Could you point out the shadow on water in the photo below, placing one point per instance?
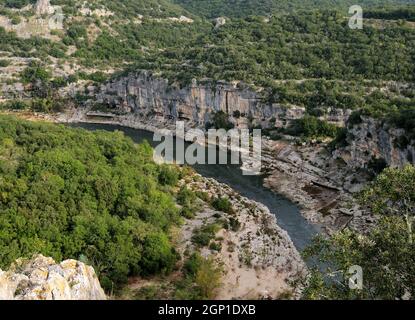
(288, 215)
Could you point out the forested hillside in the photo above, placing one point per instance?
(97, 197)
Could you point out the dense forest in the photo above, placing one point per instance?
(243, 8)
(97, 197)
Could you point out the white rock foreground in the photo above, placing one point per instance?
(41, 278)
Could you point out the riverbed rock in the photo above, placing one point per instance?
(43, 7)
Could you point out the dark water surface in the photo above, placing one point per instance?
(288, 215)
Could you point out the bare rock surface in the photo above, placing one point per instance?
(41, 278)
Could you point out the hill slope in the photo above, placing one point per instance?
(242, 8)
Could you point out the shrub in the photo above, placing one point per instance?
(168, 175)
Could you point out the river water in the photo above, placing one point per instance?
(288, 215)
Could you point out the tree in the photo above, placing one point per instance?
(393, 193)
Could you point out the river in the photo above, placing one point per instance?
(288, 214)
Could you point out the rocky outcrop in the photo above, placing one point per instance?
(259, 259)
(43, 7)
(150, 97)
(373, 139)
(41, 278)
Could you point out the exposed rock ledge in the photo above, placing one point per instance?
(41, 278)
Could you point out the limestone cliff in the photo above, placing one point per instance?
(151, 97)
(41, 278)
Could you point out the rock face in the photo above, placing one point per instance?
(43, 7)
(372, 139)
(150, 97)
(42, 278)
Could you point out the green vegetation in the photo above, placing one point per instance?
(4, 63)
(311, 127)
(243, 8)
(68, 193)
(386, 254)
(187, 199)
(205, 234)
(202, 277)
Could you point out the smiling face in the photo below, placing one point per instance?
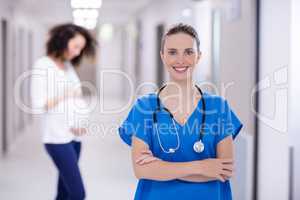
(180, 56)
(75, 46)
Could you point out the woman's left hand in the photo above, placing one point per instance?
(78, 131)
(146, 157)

The problem -
Rewrite all of the records above with "point out" replaced by "mark" and everything else unchanged. Leave the pictures out of your version.

Solved exercise -
Could you mark the shadow on water in the photo below, placing one point per instance?
(288, 215)
Could you mark the forested hillside in the photo above, placing one point per instance?
(97, 197)
Could you mark the dense forest in the photo above, placing one point per instance?
(243, 8)
(97, 197)
Could you mark the white rock foreground in the photo above, placing one point per instance?
(41, 278)
Could you mark the riverbed rock in the photo above, placing one point per instance?
(43, 7)
Could you mark the dark water surface in the photo above, placing one point per instance?
(288, 215)
Could you mark the bare rock surface in the photo above, placing one point per instance?
(41, 278)
Could you mark the hill slope in the photo above, placing one point per instance?
(242, 8)
Could you mark the shrub in the photo above, placing one point per instance?
(168, 175)
Could you mark the river water in the photo above, placing one point per instance?
(288, 215)
Could you mark the tree in the photo above, placing one point per instance?
(393, 193)
Could you mark the river in the photo above, placing one point per instance?
(288, 214)
Could you mark the rocky outcrop in the photo above, placing one point per instance?
(259, 259)
(43, 7)
(150, 97)
(373, 139)
(41, 278)
Could you mark the exposed rock ledge in the photo above, placing one point per instance?
(41, 278)
Could you mark the limestone cliff in the photo above, placing one point per instance?
(151, 97)
(41, 278)
Could you mark the rock face in the photo above, placing one point per instance?
(43, 7)
(372, 139)
(150, 97)
(42, 278)
Could you mark the green vegetation in the photo above, placing one point per instance?
(4, 63)
(311, 127)
(243, 8)
(68, 193)
(386, 254)
(187, 199)
(205, 234)
(202, 277)
Could you mark the smiling face in the photo below, placing one point per instance?
(180, 56)
(75, 46)
Could you mark the woman's left hand in the photo above, placing one point per instance?
(78, 131)
(146, 157)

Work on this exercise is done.